_ABOUT THIS TASK:_ Starting at the top line and ending at the bottom one, repeat the entries exactly and drop every picture.

_SUPPLIED INFORMATION:_
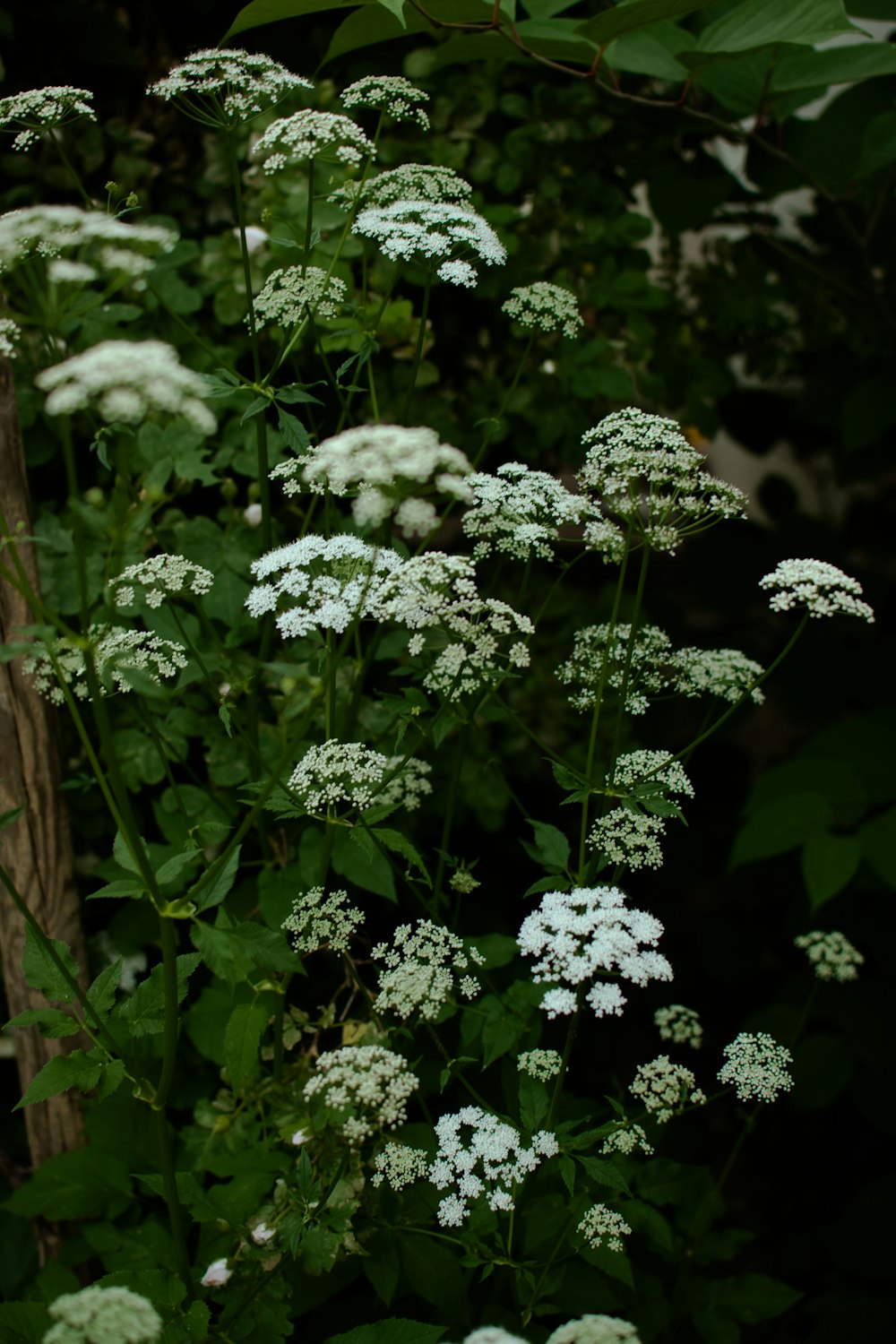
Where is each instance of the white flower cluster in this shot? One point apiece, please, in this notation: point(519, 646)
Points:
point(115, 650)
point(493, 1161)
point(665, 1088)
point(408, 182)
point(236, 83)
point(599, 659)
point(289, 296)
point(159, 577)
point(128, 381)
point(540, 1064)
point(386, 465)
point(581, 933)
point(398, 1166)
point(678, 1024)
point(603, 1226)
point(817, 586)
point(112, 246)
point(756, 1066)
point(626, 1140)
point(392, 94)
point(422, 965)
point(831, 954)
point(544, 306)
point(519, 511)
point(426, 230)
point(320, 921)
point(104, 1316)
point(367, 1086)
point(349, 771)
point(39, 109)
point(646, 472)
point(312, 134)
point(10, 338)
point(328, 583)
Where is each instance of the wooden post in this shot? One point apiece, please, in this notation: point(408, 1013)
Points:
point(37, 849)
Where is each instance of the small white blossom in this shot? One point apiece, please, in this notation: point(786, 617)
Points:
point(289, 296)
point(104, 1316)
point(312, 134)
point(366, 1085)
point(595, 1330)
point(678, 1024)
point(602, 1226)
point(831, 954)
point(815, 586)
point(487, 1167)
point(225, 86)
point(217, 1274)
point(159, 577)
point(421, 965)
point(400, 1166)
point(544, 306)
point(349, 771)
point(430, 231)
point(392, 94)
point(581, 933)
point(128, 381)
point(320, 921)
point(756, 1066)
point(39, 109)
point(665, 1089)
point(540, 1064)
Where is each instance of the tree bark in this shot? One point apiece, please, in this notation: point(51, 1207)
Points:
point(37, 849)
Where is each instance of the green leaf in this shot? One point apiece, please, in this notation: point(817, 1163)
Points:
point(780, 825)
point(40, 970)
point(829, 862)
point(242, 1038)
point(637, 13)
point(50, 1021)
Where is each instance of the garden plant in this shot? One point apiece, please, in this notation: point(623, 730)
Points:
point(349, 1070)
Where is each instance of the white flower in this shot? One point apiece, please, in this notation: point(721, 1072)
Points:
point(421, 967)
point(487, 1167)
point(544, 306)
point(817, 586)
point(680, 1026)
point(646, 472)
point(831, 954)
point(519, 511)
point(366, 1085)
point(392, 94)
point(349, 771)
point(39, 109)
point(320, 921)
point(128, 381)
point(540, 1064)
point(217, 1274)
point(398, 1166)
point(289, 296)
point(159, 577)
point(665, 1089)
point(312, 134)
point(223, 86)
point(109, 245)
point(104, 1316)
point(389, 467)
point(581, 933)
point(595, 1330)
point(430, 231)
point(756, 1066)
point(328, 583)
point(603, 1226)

_EXERCISE SOLUTION:_
Where is each instance of the white flower cluster in this shot? One point apiece, please, in this notation: point(519, 646)
Points:
point(115, 650)
point(493, 1161)
point(665, 1088)
point(408, 182)
point(236, 83)
point(599, 659)
point(289, 296)
point(159, 577)
point(128, 381)
point(540, 1064)
point(386, 465)
point(581, 933)
point(398, 1166)
point(678, 1024)
point(603, 1226)
point(817, 586)
point(112, 246)
point(756, 1066)
point(626, 1140)
point(392, 94)
point(422, 965)
point(831, 954)
point(544, 306)
point(519, 511)
point(426, 230)
point(320, 921)
point(104, 1316)
point(367, 1086)
point(349, 771)
point(39, 109)
point(646, 472)
point(312, 134)
point(10, 338)
point(328, 583)
Where is each instance of the wooden post in this shot? One point apiece, please, in this notation: point(408, 1013)
Points:
point(37, 849)
Where is each instance of the small white blossom in this shot? One point apiece, please, in this notation: point(786, 617)
Points:
point(289, 296)
point(104, 1316)
point(312, 134)
point(366, 1085)
point(595, 1330)
point(678, 1024)
point(602, 1226)
point(831, 954)
point(815, 586)
point(487, 1167)
point(225, 86)
point(217, 1274)
point(159, 577)
point(421, 965)
point(400, 1166)
point(544, 306)
point(349, 771)
point(430, 231)
point(392, 94)
point(581, 933)
point(128, 381)
point(320, 921)
point(756, 1066)
point(39, 109)
point(665, 1089)
point(540, 1064)
Where is each instance of the tree bark in this shot? One point apiece, please, in this notation: point(51, 1207)
Points:
point(37, 849)
Where is each instance of the green leaf in this shot? One point apiece, please, in this notation: point(817, 1163)
Points:
point(780, 825)
point(40, 970)
point(829, 862)
point(242, 1038)
point(637, 13)
point(50, 1021)
Where is each instance of the garden plant in this shot? One point apiece, please, in this notation: point(623, 730)
Points:
point(349, 1070)
Where is each instance of the white flower in this shot? One point apiece, please, in this notation: point(721, 1072)
Points:
point(421, 967)
point(487, 1167)
point(544, 306)
point(817, 586)
point(680, 1026)
point(646, 472)
point(831, 954)
point(519, 511)
point(366, 1085)
point(392, 94)
point(349, 771)
point(39, 109)
point(320, 921)
point(128, 381)
point(540, 1064)
point(217, 1274)
point(398, 1166)
point(289, 296)
point(159, 577)
point(665, 1089)
point(312, 134)
point(223, 86)
point(109, 245)
point(104, 1316)
point(389, 467)
point(581, 933)
point(595, 1330)
point(430, 231)
point(756, 1066)
point(328, 583)
point(603, 1226)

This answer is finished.